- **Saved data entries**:
▼▼▼
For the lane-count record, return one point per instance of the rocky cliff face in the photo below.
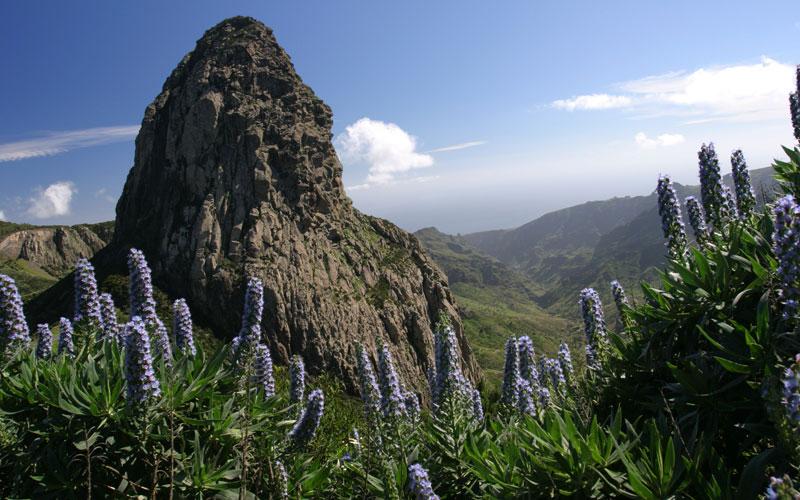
(235, 176)
(54, 249)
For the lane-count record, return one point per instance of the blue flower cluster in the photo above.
(141, 289)
(297, 379)
(794, 106)
(509, 394)
(671, 220)
(263, 377)
(182, 326)
(282, 479)
(303, 431)
(594, 325)
(250, 334)
(448, 382)
(142, 382)
(392, 404)
(420, 484)
(565, 359)
(786, 240)
(87, 303)
(65, 344)
(370, 394)
(711, 192)
(745, 199)
(13, 327)
(111, 329)
(44, 348)
(697, 220)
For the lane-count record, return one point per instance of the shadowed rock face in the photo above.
(235, 176)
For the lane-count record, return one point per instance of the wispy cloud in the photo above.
(593, 101)
(53, 200)
(458, 146)
(52, 143)
(732, 93)
(661, 141)
(385, 147)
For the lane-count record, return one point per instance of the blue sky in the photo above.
(462, 115)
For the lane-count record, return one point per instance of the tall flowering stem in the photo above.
(449, 381)
(141, 288)
(13, 327)
(142, 382)
(111, 329)
(44, 347)
(184, 337)
(87, 302)
(697, 220)
(303, 431)
(671, 220)
(250, 334)
(745, 199)
(370, 394)
(565, 360)
(420, 484)
(65, 344)
(263, 377)
(786, 241)
(511, 375)
(794, 106)
(392, 405)
(594, 326)
(711, 192)
(297, 379)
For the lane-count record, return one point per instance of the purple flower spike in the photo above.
(111, 329)
(13, 327)
(565, 360)
(283, 480)
(745, 199)
(392, 405)
(303, 431)
(141, 288)
(65, 345)
(370, 394)
(697, 220)
(511, 375)
(87, 303)
(786, 241)
(44, 348)
(184, 337)
(671, 220)
(420, 484)
(594, 326)
(142, 382)
(262, 368)
(297, 380)
(711, 191)
(794, 107)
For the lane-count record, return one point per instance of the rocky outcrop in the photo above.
(54, 249)
(235, 175)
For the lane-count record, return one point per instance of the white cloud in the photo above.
▲▲▲
Set down exactly the line with "spike in the photo above." and each line after it up to the end of the records, adding nothing.

- **Result of this task**:
For the lane-count record, return one point per instance of the purple flower spike in the photo above.
(111, 329)
(13, 327)
(565, 360)
(283, 480)
(745, 199)
(392, 405)
(303, 431)
(141, 288)
(65, 345)
(370, 394)
(697, 220)
(511, 375)
(87, 303)
(786, 241)
(44, 348)
(184, 337)
(671, 220)
(420, 484)
(594, 326)
(142, 382)
(262, 368)
(297, 380)
(711, 191)
(794, 107)
For the lane-count record, return one point per instance of the rocky outcrop in the photo above.
(54, 249)
(235, 175)
For the lane-count record, return one point per instance of the white cloud in the photo above.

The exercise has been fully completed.